▶ _Что требуется_:
1. Сколько свидетелей обвинения уже выступило согласно материалу о «деле Кировлеса» и кем они являются?
2. Назовите всех людей, упомянутых по фамилии в материале о «деле Кировлеса».
3. Воспроизведите дословно фрагмент материала о «деле Кировлеса», начиная со слов «Сторона обвинения —» и далее вплоть до слов «в глаза обывателям.».

▶ _Извлеченный текст_:

....................

В Ленинском районном суде города Кирова прокуроры продолжают представлять свои доказательства по «делу Кировлеса». Уже выступили 36 свидетелей обвинения — директора лесхозов и чиновники. The New Times проанализировал первые дни слушаний.
Сторона обвинения — прокуроры Сергей Богданов и Евгений Черемисинов пытаются доказать, что Навальный и Офицеров украли весь лес в Кировской области
Что показывает судебный процесс над Навальным? Возможно, непрофессионалам, следящим за судебными слушаниями в Кирове, кажется, что там происходит что-то абсурдное и не имеющее отношения к праву. Для юристов же происходящее является более понятным и логичным. Специалисты, знающие формальные правила, по которым движется процесс, не удивляются тому, что бросается в глаза обывателям.
Здесь стоит сделать первое и самое важное отступление. Юристы в вопросе о «деле Навального» делятся на три группы: те, кто считает обвинение Навальному обоснованным, те, кто считает, что состав преступления есть, «но какой-то другой», и те, кто считает, что никакого преступления в действиях, совершенных Навальным, нет.
Для любого заинтересованного наблюдателя важно понять несколько вещей.
Суть дела
Первое: есть некоторые действия, которые Навальный совершил (или не совершил). По версии обвинения, действия таковы: использовав статус советника губернатора, он вынудил лесхозы «Кировлеса» отгружать лес фирмам, которые имели договоры с ООО «ВЛК», и условия отгрузки для лесхозов были (возможно) менее выгодные, чем могли бы быть.

....................

▶ _Исходные данные_:

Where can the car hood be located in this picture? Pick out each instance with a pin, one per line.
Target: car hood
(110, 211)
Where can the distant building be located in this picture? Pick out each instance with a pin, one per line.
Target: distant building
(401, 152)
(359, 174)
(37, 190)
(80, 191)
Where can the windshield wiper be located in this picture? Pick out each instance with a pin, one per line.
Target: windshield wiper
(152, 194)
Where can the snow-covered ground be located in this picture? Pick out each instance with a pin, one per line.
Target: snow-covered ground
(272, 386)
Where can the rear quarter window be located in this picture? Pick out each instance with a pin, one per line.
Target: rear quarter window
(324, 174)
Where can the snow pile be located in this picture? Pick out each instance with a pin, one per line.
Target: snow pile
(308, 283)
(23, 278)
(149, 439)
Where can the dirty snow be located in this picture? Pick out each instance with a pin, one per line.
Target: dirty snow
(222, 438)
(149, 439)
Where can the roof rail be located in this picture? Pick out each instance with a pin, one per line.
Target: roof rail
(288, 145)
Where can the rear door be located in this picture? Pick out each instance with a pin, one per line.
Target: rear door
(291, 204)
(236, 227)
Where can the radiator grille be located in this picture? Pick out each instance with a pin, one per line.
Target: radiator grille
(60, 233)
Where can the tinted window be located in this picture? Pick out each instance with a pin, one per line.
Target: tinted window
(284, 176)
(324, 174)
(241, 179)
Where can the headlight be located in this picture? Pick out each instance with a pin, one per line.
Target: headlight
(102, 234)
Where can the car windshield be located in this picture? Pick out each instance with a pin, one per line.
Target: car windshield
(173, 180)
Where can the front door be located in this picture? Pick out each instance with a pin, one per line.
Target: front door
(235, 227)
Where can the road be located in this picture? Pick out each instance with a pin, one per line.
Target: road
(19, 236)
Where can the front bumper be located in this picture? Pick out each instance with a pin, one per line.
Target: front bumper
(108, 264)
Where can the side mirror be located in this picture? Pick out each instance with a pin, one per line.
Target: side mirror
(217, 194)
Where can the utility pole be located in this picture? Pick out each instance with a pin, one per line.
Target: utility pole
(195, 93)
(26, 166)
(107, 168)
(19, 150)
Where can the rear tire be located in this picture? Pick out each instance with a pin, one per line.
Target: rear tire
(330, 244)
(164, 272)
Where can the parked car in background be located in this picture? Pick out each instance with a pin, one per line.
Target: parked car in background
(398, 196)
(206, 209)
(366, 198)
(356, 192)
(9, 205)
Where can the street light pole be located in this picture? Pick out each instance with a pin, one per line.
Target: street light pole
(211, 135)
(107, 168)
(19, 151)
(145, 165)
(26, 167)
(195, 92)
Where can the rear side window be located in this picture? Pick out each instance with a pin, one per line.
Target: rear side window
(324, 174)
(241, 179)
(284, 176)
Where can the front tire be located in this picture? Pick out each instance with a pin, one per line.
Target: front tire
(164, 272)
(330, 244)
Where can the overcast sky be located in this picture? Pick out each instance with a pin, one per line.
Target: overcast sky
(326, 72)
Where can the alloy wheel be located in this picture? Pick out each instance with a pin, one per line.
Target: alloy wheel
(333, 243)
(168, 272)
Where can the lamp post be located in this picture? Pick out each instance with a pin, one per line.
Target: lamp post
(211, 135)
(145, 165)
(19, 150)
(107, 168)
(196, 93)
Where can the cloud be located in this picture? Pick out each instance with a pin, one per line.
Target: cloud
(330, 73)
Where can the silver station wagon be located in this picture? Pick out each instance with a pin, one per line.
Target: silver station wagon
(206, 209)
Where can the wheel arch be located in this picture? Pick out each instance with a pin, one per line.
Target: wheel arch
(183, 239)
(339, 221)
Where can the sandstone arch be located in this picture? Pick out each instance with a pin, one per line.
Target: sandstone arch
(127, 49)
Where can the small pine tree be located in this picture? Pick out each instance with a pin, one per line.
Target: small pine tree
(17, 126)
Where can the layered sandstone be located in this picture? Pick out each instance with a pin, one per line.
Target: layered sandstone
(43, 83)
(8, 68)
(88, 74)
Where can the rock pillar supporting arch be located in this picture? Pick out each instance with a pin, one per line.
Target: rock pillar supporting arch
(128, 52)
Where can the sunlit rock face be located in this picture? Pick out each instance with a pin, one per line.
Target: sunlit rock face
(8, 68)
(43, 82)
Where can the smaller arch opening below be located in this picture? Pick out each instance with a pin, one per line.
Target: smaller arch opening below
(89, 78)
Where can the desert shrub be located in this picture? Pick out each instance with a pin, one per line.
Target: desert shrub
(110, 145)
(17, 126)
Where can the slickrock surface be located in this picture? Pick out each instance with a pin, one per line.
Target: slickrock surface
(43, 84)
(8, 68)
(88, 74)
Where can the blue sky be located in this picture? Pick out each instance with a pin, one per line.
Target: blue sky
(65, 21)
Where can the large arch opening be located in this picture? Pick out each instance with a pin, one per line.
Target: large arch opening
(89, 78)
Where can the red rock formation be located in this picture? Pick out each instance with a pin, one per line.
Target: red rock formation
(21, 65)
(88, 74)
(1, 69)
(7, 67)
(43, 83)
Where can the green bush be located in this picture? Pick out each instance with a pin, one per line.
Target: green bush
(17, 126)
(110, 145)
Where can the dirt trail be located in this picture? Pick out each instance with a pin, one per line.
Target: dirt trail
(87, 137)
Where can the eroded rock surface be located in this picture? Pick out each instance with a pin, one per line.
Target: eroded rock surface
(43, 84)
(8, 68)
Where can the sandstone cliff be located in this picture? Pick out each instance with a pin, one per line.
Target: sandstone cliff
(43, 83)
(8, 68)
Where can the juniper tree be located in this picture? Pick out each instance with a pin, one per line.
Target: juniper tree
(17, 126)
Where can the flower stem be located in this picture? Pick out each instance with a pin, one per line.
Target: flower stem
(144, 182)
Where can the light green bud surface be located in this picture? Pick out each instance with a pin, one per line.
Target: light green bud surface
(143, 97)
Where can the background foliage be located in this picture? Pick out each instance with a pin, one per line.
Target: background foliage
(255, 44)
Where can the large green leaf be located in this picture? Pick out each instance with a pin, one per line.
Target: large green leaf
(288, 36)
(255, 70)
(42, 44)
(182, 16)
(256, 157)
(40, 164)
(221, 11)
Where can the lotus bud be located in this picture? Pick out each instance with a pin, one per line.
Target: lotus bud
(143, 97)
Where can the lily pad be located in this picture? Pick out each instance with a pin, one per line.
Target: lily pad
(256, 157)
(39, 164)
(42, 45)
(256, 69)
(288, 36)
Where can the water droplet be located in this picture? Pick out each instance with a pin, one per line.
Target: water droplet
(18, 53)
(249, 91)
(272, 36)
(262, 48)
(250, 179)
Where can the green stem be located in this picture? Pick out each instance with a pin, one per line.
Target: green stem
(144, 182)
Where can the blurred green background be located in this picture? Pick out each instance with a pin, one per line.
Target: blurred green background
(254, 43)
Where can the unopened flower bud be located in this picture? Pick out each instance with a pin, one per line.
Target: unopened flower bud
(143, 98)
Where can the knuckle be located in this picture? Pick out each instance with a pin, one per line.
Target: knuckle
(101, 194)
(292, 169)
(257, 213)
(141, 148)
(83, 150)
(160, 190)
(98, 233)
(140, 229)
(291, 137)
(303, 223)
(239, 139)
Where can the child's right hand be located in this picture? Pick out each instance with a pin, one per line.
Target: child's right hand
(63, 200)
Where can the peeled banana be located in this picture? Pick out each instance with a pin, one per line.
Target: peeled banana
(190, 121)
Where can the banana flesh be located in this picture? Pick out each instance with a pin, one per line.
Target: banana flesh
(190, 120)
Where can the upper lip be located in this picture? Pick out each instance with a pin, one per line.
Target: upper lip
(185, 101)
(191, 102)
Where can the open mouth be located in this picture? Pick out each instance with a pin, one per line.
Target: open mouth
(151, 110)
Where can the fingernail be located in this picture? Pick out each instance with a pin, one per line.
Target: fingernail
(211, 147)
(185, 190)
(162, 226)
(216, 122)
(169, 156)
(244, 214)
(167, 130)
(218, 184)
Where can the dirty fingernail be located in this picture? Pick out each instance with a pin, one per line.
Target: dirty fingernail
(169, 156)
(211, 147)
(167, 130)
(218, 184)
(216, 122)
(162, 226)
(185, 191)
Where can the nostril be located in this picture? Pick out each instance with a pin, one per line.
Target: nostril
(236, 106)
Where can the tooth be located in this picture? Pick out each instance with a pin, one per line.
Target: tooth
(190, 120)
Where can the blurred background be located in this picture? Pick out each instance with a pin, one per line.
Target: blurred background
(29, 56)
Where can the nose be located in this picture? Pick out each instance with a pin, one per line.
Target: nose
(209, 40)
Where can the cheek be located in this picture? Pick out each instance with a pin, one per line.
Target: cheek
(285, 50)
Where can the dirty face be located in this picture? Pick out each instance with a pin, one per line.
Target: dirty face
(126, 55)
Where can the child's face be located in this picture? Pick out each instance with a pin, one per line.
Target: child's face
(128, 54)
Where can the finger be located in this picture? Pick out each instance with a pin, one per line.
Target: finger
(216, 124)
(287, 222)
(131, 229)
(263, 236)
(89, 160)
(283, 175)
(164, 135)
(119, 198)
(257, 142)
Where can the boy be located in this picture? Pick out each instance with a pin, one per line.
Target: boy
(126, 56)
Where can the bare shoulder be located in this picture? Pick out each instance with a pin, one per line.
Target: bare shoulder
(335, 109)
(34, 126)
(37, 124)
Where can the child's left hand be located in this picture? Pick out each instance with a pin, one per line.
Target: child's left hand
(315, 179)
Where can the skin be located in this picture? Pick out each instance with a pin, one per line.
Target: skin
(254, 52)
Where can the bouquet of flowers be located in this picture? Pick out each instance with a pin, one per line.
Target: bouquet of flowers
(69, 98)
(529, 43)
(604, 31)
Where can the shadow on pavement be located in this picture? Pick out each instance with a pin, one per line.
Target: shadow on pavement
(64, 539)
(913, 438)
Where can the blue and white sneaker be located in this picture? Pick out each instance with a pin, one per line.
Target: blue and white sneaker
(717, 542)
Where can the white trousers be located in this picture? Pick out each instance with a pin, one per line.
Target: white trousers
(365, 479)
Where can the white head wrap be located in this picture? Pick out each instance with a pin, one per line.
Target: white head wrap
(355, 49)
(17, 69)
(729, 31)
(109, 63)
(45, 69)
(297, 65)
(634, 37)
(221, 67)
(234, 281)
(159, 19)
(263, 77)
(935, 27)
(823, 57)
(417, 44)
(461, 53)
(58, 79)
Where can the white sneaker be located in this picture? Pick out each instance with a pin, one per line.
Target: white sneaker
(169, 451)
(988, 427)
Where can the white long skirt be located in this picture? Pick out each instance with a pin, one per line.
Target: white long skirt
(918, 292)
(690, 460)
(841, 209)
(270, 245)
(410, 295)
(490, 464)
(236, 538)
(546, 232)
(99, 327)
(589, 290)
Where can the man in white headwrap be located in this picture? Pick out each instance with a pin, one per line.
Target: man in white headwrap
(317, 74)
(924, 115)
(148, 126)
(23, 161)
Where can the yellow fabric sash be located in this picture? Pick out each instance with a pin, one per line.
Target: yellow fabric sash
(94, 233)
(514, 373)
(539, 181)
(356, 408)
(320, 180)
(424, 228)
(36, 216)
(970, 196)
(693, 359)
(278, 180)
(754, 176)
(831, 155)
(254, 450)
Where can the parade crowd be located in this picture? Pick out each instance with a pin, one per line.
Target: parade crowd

....................

▶ _Ответы_:
1. Выступило 36 свидетелей обвинения: директора лесхозов и чиновники.

2. Сергей Богданов, Евгений Черемисинов, Навальный, Офицеров.

3.
Сторона обвинения — прокуроры Сергей Богданов и Евгений Черемисинов пытаются доказать, что Навальный и Офицеров украли весь лес в Кировской области
Что показывает судебный процесс над Навальным? Возможно, непрофессионалам, следящим за судебными слушаниями в Кирове, кажется, что там происходит что-то абсурдное и не имеющее отношения к праву. Для юристов же происходящее является более понятным и логичным. Специалисты, знающие формальные правила, по которым движется процесс, не удивляются тому, что бросается в глаза обывателям.